THE TASK
Each line below that contains the word "note" must be copied.

*** Opening of GIVEN INFORMATION ***

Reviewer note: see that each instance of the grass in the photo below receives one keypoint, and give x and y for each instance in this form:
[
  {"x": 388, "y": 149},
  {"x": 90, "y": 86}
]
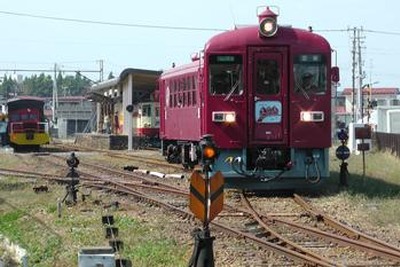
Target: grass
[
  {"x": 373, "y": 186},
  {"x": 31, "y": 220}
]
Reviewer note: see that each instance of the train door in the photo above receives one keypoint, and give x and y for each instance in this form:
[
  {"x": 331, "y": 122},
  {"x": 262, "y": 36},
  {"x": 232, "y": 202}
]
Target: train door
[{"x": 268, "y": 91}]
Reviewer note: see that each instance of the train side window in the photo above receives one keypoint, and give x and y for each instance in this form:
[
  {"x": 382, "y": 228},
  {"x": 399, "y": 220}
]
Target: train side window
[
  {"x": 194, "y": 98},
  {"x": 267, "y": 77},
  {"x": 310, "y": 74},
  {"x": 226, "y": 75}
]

*** Close of GIVEN INFORMATION ***
*** Opening of GIVEN INFORMATION ***

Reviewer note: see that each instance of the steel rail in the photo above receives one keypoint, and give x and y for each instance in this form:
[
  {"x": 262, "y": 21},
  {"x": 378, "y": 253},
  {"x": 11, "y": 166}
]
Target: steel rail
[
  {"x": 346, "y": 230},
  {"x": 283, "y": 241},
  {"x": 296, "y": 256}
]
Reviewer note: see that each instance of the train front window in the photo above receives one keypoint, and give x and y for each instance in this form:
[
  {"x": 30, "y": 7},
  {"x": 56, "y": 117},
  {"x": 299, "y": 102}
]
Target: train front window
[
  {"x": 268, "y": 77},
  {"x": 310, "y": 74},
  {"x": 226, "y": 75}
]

*** Close of GIVEN INFORMATION ***

RESULT OF THE EXERCISE
Reviewer note: see that each instance of the grass in the photo below receives one keypoint, and give x and y for each instance in this form:
Reviewer note: see that each instance of the train door in the photo above receives one keypoint, and give x and y for each instance in this form:
Reviewer note: see that each instance of the train side window in the photo above receives one keypoint, and give x and y for each instance in this form:
Reviewer note: see that each instance of the steel rail in the photo above receives one keypoint, and give x and y for each instance in this form:
Reviewer note: see that each instance of the train front window in the photo above receives one keypoint, and give x and y for each instance in this form:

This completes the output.